**Try it:** Across the entries, how many lines have the string "below" in them? Reply with only a number.

**Supplied records:**
━━━━━━━━━━━━━━━━

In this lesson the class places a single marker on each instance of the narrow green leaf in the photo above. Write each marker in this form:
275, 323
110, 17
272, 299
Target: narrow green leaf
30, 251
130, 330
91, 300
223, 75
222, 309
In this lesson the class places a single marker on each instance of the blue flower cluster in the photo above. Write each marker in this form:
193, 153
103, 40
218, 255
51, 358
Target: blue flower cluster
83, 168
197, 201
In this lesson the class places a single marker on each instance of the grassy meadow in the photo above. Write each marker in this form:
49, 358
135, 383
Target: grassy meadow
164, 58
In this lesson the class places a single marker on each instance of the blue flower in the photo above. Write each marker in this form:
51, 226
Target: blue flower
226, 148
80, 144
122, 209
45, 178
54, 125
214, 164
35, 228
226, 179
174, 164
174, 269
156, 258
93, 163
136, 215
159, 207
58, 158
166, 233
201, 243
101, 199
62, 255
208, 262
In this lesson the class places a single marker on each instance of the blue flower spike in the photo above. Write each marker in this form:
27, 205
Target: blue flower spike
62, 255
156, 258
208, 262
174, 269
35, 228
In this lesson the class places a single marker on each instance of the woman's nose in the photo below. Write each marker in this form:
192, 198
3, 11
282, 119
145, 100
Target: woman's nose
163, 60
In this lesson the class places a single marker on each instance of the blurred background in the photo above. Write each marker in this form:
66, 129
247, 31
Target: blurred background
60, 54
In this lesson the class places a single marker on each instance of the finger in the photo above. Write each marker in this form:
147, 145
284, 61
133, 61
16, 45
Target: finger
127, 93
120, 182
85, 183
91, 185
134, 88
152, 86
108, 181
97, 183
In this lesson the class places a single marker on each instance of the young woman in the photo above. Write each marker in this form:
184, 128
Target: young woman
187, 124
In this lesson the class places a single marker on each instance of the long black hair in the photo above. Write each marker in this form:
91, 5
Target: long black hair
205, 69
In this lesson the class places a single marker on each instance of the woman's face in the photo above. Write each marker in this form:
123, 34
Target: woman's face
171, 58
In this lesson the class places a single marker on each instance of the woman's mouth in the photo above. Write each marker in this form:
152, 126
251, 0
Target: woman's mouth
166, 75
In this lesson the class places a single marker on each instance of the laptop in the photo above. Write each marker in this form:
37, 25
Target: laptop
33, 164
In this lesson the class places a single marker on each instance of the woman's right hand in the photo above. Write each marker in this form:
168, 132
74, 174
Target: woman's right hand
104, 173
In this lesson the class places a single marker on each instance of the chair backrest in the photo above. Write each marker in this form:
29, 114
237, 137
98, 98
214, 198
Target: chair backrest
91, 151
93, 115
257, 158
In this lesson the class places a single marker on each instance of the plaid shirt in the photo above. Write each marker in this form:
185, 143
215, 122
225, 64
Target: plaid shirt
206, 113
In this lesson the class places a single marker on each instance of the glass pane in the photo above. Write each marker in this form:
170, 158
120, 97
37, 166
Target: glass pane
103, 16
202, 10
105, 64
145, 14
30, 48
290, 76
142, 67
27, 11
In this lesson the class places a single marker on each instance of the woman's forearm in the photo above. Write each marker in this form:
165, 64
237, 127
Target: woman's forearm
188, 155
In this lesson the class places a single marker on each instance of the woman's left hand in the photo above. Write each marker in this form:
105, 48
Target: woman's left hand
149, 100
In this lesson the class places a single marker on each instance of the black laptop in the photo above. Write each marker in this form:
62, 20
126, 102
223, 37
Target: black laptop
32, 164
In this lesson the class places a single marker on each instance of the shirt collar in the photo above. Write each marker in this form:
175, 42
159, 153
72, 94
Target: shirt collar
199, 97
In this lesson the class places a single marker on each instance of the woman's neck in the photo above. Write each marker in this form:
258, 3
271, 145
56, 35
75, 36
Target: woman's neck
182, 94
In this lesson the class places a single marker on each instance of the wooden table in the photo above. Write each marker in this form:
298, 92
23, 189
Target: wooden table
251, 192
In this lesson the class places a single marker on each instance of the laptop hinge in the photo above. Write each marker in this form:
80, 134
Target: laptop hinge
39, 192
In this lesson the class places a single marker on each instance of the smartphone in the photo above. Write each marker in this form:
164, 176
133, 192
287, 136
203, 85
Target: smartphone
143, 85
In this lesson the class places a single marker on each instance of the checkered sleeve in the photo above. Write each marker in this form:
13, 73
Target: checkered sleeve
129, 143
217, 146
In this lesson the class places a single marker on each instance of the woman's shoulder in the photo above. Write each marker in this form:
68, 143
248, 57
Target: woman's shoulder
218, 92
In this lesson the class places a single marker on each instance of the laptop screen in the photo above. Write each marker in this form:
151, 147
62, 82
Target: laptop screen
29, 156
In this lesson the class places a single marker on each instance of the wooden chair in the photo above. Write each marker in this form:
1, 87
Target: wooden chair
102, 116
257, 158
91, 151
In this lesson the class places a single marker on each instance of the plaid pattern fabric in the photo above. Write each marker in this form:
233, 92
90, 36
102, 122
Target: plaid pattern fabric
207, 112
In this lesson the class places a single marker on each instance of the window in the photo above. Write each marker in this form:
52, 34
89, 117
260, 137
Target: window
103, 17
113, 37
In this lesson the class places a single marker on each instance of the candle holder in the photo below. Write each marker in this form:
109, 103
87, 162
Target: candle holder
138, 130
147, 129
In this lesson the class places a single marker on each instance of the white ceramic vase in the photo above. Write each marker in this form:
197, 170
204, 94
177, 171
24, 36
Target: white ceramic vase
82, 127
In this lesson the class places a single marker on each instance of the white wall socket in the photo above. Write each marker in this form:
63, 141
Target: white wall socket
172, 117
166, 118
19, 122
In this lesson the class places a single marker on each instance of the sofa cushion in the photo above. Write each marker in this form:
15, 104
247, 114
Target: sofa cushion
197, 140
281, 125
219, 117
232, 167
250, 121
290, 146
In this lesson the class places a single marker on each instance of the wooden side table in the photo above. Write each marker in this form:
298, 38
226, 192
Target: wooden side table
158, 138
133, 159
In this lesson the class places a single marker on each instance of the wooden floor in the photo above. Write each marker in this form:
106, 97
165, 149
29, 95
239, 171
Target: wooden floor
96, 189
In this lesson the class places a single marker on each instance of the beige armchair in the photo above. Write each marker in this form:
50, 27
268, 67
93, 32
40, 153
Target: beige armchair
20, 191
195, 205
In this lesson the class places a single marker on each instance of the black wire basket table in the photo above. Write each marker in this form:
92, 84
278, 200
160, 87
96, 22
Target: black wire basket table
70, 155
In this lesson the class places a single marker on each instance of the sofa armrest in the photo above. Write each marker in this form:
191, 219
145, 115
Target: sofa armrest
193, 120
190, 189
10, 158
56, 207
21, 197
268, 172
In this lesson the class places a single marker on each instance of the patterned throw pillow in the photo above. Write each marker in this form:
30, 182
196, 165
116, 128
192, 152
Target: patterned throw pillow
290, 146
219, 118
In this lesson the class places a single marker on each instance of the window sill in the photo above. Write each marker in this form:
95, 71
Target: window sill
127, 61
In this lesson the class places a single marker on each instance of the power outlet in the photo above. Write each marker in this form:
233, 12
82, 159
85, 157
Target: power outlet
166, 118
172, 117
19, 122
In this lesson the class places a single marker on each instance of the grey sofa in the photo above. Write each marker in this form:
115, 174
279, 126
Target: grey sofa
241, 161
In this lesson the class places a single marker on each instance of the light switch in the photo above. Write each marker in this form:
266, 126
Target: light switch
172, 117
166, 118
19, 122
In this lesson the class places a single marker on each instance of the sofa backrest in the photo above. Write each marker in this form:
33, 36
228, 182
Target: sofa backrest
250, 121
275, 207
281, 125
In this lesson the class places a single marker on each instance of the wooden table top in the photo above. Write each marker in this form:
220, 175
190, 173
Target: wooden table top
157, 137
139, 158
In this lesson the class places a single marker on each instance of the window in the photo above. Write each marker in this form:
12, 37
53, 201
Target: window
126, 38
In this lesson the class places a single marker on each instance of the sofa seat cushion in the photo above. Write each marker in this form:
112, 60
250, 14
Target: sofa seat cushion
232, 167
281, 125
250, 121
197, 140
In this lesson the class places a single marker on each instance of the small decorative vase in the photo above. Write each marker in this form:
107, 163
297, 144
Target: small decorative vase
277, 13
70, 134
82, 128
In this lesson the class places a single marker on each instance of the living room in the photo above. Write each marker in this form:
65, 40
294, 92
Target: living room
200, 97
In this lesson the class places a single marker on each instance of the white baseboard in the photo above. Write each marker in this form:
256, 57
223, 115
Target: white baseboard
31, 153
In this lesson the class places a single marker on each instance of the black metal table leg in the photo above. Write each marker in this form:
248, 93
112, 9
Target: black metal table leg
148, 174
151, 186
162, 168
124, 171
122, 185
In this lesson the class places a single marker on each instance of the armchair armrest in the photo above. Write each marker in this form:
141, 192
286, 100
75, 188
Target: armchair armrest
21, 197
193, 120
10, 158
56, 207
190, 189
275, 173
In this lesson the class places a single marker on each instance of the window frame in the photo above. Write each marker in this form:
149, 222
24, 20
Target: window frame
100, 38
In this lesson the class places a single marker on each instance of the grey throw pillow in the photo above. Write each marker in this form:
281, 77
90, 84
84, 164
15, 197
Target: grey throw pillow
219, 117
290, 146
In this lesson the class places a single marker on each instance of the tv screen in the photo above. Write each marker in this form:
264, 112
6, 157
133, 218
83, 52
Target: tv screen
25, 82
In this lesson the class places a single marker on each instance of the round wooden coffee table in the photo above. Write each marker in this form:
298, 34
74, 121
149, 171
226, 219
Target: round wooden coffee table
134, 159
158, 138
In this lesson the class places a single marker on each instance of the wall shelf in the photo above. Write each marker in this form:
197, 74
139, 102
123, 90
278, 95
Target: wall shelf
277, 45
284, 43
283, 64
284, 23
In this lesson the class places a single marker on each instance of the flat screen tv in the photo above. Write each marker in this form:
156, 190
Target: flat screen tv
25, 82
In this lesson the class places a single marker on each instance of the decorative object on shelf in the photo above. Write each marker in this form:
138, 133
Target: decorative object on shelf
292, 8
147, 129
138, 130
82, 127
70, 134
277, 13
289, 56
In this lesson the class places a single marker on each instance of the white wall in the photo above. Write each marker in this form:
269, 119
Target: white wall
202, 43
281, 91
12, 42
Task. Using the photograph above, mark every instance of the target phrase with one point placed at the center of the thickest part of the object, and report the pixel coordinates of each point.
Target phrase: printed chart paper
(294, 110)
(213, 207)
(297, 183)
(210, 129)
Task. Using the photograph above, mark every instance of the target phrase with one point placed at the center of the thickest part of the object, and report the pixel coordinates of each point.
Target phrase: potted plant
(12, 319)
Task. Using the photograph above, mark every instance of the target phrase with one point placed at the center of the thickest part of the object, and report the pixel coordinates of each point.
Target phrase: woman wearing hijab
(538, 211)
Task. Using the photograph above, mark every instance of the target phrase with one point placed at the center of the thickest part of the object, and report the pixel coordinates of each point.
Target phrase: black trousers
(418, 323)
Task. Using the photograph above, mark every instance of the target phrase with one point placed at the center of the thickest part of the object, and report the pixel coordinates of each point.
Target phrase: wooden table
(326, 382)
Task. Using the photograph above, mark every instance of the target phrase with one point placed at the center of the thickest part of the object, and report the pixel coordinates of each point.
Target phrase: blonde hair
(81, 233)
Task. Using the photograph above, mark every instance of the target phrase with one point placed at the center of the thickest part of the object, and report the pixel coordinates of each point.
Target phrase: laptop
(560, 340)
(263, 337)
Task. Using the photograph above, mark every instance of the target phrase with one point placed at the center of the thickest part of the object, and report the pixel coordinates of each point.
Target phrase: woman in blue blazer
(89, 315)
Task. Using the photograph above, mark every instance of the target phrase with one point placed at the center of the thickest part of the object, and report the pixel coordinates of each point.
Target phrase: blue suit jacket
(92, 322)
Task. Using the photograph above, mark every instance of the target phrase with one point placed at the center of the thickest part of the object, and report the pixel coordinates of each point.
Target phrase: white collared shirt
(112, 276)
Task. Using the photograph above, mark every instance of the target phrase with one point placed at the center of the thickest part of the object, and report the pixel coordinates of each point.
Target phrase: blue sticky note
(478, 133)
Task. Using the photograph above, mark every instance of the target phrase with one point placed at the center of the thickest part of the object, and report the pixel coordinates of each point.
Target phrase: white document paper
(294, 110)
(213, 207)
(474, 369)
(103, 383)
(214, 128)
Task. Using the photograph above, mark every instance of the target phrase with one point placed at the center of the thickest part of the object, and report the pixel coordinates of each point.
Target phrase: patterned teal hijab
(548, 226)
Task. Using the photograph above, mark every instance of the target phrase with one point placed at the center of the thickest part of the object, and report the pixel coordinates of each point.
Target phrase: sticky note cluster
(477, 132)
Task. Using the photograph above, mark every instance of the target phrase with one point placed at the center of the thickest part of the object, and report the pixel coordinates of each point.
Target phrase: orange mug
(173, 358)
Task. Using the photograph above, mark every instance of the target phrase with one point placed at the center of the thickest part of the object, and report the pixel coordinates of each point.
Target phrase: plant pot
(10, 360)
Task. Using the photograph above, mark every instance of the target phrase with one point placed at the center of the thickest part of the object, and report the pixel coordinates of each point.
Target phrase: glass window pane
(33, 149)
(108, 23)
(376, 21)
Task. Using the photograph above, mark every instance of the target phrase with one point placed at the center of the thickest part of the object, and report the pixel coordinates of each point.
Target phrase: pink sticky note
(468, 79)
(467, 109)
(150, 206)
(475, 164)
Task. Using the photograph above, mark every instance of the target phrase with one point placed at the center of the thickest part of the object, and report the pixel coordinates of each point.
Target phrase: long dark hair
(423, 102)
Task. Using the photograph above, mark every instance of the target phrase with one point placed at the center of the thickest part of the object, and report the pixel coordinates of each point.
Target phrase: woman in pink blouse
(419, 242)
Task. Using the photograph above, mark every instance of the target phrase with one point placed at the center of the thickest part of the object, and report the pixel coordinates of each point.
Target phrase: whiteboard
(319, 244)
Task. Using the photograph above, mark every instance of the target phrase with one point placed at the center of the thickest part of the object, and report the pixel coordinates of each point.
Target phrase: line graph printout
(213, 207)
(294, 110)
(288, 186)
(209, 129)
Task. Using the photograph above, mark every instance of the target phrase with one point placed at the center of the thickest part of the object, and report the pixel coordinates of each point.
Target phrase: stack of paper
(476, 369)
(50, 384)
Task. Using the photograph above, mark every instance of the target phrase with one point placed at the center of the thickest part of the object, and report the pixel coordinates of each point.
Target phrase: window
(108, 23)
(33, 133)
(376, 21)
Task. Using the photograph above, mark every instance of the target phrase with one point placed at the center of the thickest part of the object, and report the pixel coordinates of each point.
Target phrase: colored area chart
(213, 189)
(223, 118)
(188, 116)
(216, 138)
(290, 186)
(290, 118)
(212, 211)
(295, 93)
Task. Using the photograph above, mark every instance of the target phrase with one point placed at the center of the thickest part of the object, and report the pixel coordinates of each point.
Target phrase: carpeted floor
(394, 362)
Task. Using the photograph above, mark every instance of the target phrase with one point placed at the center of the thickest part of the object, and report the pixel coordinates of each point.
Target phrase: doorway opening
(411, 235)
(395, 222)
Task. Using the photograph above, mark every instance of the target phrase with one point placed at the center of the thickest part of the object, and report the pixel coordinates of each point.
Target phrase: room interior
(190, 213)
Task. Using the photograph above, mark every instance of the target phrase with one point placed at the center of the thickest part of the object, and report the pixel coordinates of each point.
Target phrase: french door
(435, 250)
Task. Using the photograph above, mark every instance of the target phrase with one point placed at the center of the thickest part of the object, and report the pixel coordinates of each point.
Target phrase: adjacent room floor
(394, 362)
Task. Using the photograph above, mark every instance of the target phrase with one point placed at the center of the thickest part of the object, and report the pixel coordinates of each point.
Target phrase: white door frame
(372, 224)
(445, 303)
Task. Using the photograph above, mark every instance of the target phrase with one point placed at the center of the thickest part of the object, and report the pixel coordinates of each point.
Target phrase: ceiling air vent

━━━━━━━━━━━━━━━━

**Answer:** 2